**PROBLEM DETAILS:**
Transcribe the records below exactly as written, from the opening line through the line that contains "Locate the white protest".

**MATERIAL SUPPLIED:**
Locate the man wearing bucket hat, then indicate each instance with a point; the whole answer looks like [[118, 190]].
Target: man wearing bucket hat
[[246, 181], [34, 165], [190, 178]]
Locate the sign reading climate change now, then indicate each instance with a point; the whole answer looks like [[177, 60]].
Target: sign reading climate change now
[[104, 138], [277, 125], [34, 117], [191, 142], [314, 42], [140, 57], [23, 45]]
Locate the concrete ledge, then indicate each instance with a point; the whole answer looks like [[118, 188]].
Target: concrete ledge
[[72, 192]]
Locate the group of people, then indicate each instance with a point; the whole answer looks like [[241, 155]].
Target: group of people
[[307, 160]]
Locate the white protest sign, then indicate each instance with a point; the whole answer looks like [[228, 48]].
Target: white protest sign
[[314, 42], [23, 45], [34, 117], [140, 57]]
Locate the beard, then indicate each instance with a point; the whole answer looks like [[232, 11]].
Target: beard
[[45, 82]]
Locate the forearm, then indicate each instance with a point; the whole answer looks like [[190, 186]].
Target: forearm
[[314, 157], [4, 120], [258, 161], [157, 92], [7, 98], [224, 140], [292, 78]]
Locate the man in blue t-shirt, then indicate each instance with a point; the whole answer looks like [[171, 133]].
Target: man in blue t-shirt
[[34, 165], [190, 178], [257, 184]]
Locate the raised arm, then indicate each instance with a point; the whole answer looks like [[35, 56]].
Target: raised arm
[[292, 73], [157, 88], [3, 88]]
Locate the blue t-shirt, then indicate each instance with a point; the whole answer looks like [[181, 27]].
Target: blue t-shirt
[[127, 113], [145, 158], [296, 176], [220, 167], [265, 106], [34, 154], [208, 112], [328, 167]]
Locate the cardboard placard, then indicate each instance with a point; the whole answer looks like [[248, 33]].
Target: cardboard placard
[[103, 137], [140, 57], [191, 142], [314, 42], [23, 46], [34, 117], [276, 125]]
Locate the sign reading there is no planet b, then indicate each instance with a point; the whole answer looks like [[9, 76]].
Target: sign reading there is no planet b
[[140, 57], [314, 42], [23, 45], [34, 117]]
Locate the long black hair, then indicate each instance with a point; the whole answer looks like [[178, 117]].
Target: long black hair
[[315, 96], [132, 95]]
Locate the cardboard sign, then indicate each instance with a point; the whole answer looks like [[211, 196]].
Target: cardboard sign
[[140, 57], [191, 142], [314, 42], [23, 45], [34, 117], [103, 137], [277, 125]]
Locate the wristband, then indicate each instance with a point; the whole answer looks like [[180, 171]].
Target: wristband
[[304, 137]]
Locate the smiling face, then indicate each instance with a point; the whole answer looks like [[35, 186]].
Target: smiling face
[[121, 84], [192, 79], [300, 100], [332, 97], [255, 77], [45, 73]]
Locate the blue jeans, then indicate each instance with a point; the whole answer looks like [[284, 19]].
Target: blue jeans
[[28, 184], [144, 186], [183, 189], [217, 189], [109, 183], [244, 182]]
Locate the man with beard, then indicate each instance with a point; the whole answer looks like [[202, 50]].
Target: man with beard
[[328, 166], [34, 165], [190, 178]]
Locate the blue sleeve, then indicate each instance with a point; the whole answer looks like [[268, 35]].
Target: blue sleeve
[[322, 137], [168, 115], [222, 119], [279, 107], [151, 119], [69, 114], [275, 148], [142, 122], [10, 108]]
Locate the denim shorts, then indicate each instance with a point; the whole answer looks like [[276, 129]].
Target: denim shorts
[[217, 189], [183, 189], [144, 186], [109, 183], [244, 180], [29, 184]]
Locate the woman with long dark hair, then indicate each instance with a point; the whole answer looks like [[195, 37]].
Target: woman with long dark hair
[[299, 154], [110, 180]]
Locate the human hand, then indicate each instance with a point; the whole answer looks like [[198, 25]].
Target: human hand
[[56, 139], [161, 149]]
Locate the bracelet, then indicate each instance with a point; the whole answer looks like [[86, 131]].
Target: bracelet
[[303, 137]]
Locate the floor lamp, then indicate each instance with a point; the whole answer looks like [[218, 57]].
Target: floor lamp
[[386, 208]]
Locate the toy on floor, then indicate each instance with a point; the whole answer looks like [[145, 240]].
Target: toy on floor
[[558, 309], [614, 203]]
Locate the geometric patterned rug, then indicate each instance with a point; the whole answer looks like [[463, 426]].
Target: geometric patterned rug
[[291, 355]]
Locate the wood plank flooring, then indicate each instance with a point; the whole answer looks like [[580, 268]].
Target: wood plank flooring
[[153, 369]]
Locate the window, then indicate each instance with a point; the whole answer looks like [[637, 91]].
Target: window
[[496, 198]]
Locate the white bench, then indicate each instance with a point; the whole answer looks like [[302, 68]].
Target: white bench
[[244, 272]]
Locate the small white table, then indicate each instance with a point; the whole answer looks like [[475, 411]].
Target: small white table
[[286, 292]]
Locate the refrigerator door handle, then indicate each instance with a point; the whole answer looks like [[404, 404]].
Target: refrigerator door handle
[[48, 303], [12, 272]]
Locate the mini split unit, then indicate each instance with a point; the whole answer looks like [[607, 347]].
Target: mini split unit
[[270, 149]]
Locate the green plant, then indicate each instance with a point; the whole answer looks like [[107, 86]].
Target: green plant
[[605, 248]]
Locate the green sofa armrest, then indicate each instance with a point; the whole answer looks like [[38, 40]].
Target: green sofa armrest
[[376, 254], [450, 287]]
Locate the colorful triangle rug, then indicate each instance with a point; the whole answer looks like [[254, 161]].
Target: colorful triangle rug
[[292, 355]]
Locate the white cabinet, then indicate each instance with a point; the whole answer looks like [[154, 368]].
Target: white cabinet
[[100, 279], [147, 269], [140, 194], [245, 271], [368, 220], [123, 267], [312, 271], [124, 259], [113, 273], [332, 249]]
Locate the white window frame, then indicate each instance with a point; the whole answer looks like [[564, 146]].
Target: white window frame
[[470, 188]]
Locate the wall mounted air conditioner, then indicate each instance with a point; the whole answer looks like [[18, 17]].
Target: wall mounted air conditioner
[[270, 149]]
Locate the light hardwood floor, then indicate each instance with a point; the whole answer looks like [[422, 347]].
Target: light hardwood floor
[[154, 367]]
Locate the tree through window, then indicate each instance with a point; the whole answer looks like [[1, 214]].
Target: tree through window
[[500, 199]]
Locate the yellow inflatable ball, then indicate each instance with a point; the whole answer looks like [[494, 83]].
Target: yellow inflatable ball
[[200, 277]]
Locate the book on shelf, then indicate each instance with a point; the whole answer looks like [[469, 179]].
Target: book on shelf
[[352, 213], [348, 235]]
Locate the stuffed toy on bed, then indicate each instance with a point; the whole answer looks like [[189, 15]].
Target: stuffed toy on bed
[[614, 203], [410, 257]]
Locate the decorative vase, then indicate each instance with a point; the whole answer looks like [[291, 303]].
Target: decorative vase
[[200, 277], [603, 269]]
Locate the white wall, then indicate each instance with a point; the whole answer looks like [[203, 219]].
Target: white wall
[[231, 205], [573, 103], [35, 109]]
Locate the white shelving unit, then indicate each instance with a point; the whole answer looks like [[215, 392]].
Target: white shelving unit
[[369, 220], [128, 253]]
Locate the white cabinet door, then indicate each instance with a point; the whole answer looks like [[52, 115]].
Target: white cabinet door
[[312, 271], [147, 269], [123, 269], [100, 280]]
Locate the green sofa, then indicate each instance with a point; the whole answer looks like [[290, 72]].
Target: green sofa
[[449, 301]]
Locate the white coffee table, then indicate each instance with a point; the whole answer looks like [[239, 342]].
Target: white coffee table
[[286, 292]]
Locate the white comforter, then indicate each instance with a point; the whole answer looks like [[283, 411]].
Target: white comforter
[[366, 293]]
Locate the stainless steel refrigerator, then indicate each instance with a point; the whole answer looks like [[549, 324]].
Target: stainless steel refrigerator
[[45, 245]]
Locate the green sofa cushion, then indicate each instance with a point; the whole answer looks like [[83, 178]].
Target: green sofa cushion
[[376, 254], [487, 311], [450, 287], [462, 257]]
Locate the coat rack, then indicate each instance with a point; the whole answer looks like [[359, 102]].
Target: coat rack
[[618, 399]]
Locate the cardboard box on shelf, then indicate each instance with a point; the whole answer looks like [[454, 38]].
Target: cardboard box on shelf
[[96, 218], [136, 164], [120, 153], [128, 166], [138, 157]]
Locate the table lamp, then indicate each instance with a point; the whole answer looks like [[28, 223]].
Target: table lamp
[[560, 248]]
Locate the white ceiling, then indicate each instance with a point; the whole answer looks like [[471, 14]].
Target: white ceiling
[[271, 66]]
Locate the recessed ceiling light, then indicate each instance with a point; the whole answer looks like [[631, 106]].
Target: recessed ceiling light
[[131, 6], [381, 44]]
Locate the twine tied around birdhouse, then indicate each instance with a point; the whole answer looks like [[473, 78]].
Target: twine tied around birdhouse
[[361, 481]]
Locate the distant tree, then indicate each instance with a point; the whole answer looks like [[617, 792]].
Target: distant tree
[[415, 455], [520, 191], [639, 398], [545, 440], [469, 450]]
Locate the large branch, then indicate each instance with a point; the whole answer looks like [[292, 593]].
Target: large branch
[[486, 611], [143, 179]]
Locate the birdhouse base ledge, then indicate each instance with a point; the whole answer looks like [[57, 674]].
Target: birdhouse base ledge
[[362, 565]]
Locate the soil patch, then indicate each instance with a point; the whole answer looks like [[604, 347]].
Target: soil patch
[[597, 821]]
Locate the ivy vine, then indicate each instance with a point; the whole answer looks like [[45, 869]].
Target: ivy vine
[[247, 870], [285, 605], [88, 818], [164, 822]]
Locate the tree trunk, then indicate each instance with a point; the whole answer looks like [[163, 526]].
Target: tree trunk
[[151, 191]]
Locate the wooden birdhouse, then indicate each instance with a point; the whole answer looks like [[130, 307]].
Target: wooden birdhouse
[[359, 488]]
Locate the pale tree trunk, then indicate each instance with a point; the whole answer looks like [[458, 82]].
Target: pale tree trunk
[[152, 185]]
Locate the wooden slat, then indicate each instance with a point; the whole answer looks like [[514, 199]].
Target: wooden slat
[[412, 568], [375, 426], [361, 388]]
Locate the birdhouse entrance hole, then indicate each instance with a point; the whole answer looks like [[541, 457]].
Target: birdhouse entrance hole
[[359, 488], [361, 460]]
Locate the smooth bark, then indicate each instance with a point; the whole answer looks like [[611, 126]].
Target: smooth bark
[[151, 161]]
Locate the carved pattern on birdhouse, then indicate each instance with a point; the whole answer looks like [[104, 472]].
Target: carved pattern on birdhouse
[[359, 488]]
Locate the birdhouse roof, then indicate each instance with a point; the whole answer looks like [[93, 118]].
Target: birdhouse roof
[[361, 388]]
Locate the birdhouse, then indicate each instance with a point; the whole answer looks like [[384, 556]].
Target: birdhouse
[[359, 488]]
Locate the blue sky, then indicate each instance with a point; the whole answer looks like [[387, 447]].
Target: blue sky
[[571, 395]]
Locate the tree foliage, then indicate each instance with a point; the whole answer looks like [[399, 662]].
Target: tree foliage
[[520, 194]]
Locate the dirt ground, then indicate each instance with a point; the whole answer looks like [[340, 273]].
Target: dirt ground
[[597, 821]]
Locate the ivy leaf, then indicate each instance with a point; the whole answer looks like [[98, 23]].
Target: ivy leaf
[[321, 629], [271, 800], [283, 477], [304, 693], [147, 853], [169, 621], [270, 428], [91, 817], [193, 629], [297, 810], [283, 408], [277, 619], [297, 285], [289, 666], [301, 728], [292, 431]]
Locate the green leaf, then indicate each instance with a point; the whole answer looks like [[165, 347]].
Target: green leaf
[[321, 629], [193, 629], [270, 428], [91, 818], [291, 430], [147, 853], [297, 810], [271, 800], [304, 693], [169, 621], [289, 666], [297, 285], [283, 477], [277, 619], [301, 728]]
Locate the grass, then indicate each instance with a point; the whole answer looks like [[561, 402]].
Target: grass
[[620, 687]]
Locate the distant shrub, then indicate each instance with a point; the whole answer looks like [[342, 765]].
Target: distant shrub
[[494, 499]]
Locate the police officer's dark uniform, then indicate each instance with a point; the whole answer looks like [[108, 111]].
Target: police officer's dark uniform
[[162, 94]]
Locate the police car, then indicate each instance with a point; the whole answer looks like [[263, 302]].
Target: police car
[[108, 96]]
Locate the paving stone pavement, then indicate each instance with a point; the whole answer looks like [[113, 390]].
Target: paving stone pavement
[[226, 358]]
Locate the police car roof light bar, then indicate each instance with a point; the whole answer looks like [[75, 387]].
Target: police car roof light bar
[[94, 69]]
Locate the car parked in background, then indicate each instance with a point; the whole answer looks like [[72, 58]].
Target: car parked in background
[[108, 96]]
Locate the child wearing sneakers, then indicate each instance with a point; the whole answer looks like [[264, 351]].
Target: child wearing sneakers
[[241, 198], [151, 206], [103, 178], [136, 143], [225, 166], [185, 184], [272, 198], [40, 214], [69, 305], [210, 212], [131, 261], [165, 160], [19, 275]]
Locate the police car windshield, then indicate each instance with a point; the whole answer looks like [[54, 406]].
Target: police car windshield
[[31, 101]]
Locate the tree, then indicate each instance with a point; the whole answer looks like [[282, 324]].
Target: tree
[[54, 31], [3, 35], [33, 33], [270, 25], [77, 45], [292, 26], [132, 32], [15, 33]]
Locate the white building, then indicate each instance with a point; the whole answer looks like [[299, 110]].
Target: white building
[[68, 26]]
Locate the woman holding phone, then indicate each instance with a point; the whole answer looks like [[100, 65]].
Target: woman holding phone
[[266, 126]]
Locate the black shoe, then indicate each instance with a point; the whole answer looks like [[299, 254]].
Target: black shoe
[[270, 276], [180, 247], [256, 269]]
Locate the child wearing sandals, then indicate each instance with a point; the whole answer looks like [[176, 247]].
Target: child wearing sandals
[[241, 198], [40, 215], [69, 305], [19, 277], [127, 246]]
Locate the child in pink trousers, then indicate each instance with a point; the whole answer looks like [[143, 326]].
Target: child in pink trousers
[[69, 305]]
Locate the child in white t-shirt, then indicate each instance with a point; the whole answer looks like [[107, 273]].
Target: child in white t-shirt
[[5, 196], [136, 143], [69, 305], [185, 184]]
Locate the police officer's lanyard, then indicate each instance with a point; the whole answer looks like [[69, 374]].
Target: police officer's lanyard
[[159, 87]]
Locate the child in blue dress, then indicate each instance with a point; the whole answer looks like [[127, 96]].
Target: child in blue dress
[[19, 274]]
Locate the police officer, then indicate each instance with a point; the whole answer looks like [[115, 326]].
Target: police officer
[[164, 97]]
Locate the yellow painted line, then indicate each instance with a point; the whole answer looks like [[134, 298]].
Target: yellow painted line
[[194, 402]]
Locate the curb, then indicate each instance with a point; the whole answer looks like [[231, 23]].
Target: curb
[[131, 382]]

**YOUR RESPONSE:**
Locate the man wearing bucket hat, then indicate each instance with a point; the whole answer looks like [[118, 190]].
Target: man wearing bucket hat
[[246, 181], [34, 165], [190, 178]]
Locate the sign reading climate change now, then indicate each instance with a point; the whole answer looks like [[177, 60]].
Target: sign reading climate change now
[[104, 138], [277, 125], [34, 117], [191, 142], [314, 42], [140, 57], [23, 45]]
Locate the concrete ledge, then indicate each instance with a point; the whole answer looks like [[118, 188]].
Target: concrete ledge
[[72, 192]]
Locate the group of people, then indicate each instance with a point; the whole answer looks like [[241, 155]].
Target: group of people
[[307, 160]]
Locate the white protest sign, then indicate each instance with a point; the whole answer looks like [[228, 48]].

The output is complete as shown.